— start of Data provided —
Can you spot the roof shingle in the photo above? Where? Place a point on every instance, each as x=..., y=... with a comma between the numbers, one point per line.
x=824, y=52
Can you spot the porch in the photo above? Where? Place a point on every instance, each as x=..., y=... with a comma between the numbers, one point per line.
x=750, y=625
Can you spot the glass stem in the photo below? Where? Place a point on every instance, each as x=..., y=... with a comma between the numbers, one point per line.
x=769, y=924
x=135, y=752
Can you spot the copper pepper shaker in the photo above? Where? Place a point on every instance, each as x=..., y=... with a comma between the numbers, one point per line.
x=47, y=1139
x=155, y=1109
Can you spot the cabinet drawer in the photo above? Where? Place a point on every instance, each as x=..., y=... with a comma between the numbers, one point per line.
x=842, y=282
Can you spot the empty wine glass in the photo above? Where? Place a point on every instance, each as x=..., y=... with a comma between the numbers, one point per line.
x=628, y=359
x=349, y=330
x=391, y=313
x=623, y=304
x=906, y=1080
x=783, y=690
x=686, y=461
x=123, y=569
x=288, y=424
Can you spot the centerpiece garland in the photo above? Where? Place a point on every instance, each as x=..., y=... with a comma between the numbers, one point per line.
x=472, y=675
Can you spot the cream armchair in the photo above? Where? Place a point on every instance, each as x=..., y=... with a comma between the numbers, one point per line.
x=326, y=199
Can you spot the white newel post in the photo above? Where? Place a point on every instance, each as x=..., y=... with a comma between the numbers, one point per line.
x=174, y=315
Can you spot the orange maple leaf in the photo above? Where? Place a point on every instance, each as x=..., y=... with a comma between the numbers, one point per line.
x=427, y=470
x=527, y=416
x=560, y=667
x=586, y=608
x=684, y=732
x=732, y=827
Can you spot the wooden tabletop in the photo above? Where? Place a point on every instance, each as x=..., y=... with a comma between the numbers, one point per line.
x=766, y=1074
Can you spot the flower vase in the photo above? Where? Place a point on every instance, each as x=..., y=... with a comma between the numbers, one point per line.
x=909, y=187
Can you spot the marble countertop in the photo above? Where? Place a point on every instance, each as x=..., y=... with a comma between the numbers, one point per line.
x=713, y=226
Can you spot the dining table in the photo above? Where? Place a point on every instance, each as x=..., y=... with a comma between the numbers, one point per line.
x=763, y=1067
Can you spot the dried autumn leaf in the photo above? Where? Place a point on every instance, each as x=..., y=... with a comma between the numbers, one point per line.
— end of Data provided —
Could you copy everything from the line containing "Can you spot the dining" down to the line containing "x=763, y=1067", both included, with every coordinate multiplied by 0.8 and rounded to a whole number, halves up?

Reply -
Can you spot the dining table in the photo above? Where? Place a point on every instance, each as x=..., y=... with a comma between the numbers, one point per line.
x=610, y=854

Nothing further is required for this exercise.